# AIM
Rewrite each of the rows below as a JSON list of strings with one string per line, omitting blank lines.
** BEGIN THE INPUT **
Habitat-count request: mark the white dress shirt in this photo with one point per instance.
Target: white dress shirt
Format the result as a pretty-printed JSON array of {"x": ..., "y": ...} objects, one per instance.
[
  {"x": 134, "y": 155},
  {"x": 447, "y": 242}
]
** END THE INPUT **
# SOLUTION TO THIS TASK
[
  "Habitat-count request: mark the white dress shirt in this photo with one point per instance.",
  "Target: white dress shirt",
  "Format the result as a pretty-printed JSON array of {\"x\": ..., \"y\": ...} objects, one per instance.",
  "[",
  "  {\"x\": 134, \"y\": 155},",
  "  {\"x\": 447, \"y\": 242}",
  "]"
]